■ What to do
Count the lines in the records that hold the string "target". Only the number should be given.

■ Supplied material
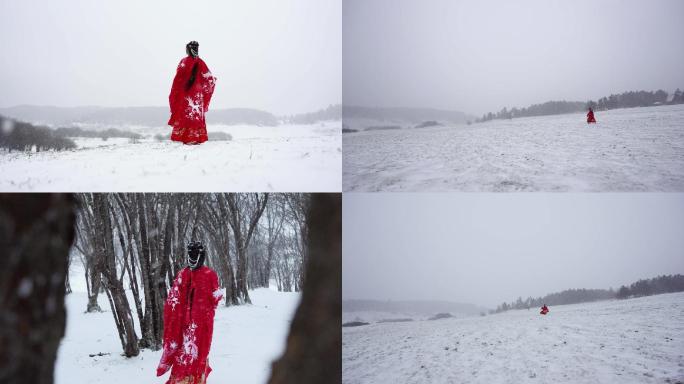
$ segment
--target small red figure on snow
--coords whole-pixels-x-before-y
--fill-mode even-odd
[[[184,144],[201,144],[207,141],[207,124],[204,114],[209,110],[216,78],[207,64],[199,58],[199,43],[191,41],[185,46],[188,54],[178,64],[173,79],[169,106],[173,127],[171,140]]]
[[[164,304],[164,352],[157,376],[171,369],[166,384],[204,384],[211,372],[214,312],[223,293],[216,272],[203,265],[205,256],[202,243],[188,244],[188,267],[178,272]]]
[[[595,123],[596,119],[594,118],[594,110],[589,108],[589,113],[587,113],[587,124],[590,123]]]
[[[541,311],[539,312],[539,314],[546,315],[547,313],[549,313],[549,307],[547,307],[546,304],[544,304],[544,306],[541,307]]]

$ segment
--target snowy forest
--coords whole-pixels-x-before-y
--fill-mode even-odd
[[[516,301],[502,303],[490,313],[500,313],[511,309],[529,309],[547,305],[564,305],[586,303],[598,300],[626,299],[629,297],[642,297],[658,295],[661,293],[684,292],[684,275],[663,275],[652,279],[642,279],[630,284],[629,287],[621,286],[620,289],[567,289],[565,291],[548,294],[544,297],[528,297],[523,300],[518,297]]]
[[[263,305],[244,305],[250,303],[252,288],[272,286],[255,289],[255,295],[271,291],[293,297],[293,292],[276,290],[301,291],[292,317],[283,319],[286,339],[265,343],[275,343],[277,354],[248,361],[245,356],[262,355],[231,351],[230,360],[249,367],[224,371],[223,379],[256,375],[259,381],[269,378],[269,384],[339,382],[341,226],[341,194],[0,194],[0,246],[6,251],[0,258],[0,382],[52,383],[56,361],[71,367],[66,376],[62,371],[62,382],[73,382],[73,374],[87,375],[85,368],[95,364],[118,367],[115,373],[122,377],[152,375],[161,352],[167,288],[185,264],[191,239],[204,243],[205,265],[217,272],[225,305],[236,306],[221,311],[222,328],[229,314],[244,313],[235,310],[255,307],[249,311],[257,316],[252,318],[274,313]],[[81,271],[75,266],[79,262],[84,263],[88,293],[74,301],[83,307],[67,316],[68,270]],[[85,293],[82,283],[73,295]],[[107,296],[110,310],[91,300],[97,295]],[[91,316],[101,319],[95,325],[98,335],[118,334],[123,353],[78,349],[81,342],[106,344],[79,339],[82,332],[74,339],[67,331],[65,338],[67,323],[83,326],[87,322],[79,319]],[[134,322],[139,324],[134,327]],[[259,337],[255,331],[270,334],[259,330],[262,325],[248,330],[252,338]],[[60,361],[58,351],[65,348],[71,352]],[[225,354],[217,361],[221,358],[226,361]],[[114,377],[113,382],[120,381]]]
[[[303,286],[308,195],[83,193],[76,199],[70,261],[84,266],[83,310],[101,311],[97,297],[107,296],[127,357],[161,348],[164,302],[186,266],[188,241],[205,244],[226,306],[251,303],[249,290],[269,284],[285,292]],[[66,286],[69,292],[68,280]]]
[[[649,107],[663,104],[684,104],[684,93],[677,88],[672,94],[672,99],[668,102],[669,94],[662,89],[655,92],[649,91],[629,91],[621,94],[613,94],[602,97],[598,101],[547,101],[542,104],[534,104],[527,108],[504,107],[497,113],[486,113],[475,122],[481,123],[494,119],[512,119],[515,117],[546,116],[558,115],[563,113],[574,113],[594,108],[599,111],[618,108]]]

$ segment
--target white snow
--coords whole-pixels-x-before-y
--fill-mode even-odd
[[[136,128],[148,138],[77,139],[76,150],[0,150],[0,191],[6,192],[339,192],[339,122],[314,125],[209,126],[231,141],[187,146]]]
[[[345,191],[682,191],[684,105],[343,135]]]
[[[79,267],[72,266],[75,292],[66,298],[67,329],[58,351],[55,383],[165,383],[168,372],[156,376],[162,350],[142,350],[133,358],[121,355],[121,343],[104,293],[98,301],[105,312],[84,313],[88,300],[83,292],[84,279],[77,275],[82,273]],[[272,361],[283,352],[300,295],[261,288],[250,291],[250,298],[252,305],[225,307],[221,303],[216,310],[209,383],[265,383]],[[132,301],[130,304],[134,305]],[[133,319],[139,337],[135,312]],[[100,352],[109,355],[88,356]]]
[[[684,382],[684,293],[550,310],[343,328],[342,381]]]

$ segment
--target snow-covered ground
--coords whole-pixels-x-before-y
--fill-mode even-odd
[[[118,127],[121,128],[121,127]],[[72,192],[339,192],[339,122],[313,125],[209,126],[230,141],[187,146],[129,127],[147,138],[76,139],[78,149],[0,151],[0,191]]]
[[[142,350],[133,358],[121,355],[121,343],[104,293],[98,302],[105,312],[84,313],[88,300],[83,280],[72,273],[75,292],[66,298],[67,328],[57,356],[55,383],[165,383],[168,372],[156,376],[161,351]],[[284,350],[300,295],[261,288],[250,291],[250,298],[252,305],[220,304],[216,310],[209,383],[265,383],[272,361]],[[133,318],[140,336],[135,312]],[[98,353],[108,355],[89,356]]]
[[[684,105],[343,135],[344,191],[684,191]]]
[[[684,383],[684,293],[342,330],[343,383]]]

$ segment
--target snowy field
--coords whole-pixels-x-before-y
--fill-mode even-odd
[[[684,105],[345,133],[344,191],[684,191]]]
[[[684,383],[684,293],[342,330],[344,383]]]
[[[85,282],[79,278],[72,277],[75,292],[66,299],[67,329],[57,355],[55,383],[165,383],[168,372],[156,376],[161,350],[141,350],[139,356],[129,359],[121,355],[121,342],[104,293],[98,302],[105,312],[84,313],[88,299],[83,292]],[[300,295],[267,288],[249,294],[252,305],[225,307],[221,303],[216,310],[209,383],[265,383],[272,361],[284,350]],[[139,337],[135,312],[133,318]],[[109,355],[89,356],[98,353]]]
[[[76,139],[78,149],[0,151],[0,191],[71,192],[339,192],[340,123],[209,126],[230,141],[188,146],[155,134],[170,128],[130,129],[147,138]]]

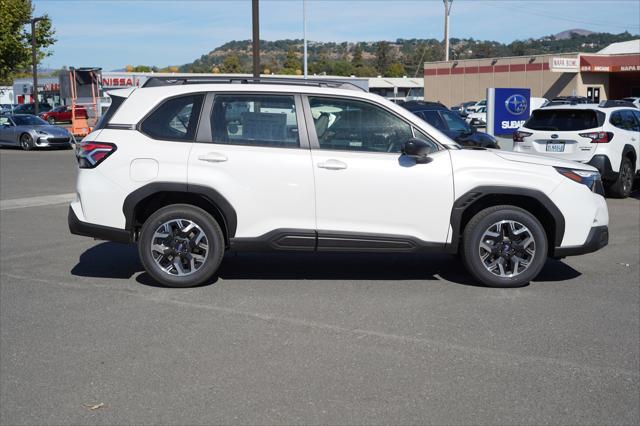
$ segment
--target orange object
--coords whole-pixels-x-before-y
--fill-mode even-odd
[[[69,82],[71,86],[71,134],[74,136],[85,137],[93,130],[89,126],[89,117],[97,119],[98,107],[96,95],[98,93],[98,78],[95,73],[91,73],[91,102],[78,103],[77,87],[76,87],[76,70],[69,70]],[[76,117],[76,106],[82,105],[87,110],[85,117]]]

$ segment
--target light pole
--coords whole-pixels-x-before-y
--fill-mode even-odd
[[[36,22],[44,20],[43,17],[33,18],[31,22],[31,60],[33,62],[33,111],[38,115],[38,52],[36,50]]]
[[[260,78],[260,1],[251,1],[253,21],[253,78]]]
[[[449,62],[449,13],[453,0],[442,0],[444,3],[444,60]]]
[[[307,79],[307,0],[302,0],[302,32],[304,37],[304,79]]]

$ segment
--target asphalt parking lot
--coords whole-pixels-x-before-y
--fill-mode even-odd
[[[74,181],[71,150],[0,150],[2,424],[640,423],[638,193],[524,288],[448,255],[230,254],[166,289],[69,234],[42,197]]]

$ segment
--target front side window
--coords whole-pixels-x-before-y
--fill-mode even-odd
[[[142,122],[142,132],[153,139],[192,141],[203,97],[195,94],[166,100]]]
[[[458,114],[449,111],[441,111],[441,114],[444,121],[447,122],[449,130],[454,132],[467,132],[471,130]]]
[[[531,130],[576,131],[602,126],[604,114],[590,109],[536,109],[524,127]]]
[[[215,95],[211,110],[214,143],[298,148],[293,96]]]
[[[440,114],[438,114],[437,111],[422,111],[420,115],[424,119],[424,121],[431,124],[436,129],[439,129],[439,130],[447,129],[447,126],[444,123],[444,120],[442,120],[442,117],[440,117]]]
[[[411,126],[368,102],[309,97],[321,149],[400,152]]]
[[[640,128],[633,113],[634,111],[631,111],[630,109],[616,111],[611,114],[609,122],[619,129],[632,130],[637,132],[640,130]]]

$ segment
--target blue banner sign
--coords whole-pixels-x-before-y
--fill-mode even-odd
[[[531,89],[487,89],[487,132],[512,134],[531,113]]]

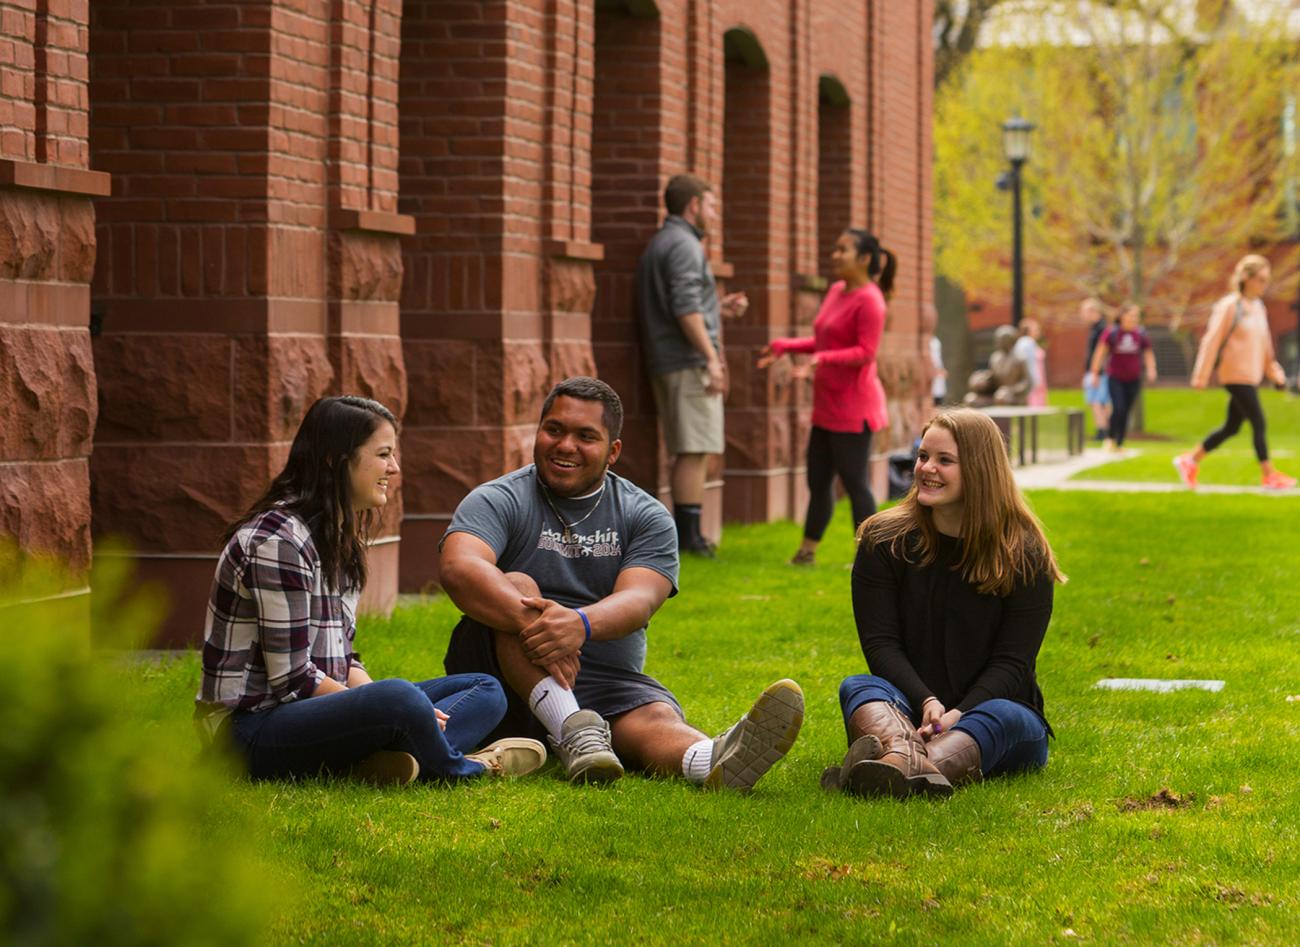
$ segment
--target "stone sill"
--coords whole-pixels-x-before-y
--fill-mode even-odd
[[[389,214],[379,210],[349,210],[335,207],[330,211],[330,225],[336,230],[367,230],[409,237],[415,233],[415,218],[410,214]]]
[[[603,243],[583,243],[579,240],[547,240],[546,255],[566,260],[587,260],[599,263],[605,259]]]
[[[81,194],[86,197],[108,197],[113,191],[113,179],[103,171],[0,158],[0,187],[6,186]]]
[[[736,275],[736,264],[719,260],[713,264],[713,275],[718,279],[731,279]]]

■ Answer to this task
11